People wondered why the first two episodes of Tom Hanks' and Steven Spielberg's 10-part mini-series, Band of Brothers, were shown back to back.

The reason was simple. While Band of Brothers finally reached a moment of suspense at the end of episode two, the beginning of the series was slow and uneventful.

We meet the Band of Brothers on their first day of training, witnessing the gruelling physical preparation of soldiers for war.

Watching troops running three miles up and three miles down a hill seems to fill most of the hour-long episode.

In contrast Saving Private Ryan, its movie predecessor, begins with the incredible 20-minute storming of the Normandy beaches, complete with all the blood and gore you would expect from a blockbuster film.


No other explanation of the plot was needed, no dragged out character introductions, no slow-moving boot camp training drills, just war, and plenty of it.

Part of the problem with the first episode may have been the ridiculous fact that Friends favourite David Schwimmer plays the hard and cruel Captain Herbert Sobel.

Band of Brothers
We feel every action and emotion that affects the soldiers
The only thing believable about Schwimmer's acting is when he cowers in the face of true battle. His puppy dog eyes make him appear even more pitiful.

**Information shown**
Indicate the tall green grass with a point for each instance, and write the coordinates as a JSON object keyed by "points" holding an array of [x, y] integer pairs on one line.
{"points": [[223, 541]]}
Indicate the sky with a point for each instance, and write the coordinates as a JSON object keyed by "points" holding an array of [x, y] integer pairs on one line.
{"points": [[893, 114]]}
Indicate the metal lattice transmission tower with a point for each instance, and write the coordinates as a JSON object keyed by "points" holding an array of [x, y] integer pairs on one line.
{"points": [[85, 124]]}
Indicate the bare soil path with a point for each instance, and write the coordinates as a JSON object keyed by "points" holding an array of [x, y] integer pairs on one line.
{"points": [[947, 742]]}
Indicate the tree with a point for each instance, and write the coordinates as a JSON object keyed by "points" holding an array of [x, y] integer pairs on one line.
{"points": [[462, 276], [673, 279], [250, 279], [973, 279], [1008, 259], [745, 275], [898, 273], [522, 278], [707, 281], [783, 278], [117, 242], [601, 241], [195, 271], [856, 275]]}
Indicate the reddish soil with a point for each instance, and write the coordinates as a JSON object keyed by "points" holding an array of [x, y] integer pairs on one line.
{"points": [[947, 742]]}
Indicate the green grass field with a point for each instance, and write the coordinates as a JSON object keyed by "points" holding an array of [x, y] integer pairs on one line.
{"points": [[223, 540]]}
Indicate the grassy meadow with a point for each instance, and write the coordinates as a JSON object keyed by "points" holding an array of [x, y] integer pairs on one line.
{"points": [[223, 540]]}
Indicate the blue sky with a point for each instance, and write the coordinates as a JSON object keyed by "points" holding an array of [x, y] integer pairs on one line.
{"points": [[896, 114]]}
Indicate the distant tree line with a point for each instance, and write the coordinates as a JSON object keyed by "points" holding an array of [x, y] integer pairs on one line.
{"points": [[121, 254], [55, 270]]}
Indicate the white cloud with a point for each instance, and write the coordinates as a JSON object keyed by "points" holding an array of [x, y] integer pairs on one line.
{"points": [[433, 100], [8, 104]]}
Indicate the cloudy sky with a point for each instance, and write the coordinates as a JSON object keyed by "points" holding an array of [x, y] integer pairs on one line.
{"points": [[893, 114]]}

**Jobs**
(1) In the Band of Brothers review, which actor plays Captain Herbert Sobel?
(2) Write the next part of the Band of Brothers review, picking up after its final sentence.

**Task results**
(1) David Schwimmer

(2)
On the other hand, Damian Lewis is outstanding as Lieutenant Richard Winters, a calm, collected and impressive match to Hanks' character in Saving Private Ryan.

Once the action begins in the second episode, we watch in disbelief as hundreds of paratroopers, in the first airborne infantry in US history, leap out of planes under attack from the ground.

The camera shot following Lieutenant Winters from the plane to the ground is a masterpiece, rivaling the scene of the Japanese bomb falling onto Pearl Harbor.

Special effects

From the first scene in episode two we are taken into the heat of battle, and see, hear and feel every action and emotion that affects the soldiers.

The most impressive example is when a soldier climbs into a tree to gain access to a target and comes under fire from the ground.

We see the bullets ripping through the leaves in the tree narrowly missing the soldier.

The special effects are amazing, from the computer-generated drop scenes to the accuracy of underground mortars, and even the charred remains of a truck driver sitting upright in the background.

These small details, along with an incredible budget, allow Band of Brothers to attract movie-watching war veterans and civilians alike.

When viewers watch a series aware of what happens at the end, a certain level of realism is crucial.

Hanks and Spielberg do an excellent job of bringing the horror of war to life, after the painfully slow build-up of the first episode.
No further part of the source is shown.